Try it |
According to the passage below on cetuximab in head and neck cancer, what was the median overall survival in the Buentzel et al. study?

Cetuximab in Recurrent and/or Metastatic Head and Neck Cancer – Second-line Treatment
Cetuximab was first tested in SCCHN in patients with platinumrefractory or -resistant disease. All patients received cetuximab intravenously at an initial loading dose of 400mg/m2 followed by weekly doses of 250mg/m2. Vermorken et al.16 compared the efficacy data from three prospective studies (n=278 patients) that administered cetuximab as a single agent (n=103 patients) or combined with either cisplatin or carboplatin (n=96 patients) or cisplatin (n=79 patients) with the results from a retrospective study of patients who received various second-line treatments (all treatments including best supportive care only: n=151 patients; including chemotherapy: n=43 patients). The three cetuximab trials showed an overall response rate ranging from 10 to 13% and a disease control rate that ranged from 46 to 56%. The median time to disease progression ranged between 2.2 and 2.8 months, and the median overall survival between 5.2 and 6.1 months. None of the patients who progressed on cetuximab alone responded to additional platinum. These survival data compared favourably with those from the retrospective study (median survival 3.4 months for all patients and 3.6 months for those treated with chemotherapy). Buentzel et al.17 treated 23 patients with disease recurrence after platinum-based chemotherapy with weekly cetuximab (400mg/m2 loading dose followed by weekly doses of 250mg/m2) in combination with carboplatin 200mg/m2 and paclitaxel (200mg/m2) every three weeks and observed an objective response rate of 35% in these patients. The median overall survival was eight months. Knoedler et al.18 treated 84 platinum-pre-treated patients with weekly cetuximab (400mg/m2 loading dose followed by weekly doses of 250mg/m2) and docetaxel 35mg/m2 on days one, eight and 15 of a four-week cycle. Partial responses and disease control according to Response Evaluation Criteria in Solid Tumors (RECIST) were observed in 12 and 27%, respectively. Median progression-free survival was four months and median overall survival was seven months. Responsiveness to the docetaxel/cetuximab combination seemed to be independent of platinum sensitivity in first-line treatment.
Other EGFR-directed Monoclonal Antibodies
Several other EGFR-directed monoclonal antibodies, including zalutumumab and panitumumab, are under investigation in SCCHN, in both first- and second-line treatment for recurrent/metastatic disease. Panitumumab is a fully human EGFR-directed monoclonal antibody. In the SPECTRUM study,19 patients with recurrent and/or metastatic SCCHN are randomised between cisplatin/5-fluorouracil and the same regimen in combination with panitumumab. The combination has been found to be safe. Accrual has been completed and efficacy data are expected to be presented later this year or next year.

Given records |

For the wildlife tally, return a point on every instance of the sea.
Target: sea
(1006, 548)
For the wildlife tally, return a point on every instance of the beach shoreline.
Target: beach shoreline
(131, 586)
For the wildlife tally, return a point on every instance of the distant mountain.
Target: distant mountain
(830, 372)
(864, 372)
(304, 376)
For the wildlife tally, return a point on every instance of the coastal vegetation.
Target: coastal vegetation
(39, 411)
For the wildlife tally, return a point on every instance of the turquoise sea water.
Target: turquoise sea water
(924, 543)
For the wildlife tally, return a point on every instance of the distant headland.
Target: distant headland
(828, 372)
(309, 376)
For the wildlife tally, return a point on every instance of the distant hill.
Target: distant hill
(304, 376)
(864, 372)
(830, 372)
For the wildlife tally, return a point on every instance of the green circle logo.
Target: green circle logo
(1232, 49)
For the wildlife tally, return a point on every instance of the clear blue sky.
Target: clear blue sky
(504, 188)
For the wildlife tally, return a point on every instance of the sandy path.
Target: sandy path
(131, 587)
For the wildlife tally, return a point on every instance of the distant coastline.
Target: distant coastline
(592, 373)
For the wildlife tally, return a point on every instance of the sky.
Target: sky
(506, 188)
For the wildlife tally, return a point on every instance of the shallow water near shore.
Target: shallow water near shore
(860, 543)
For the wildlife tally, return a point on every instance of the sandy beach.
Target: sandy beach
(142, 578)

Expected output |
Eight months.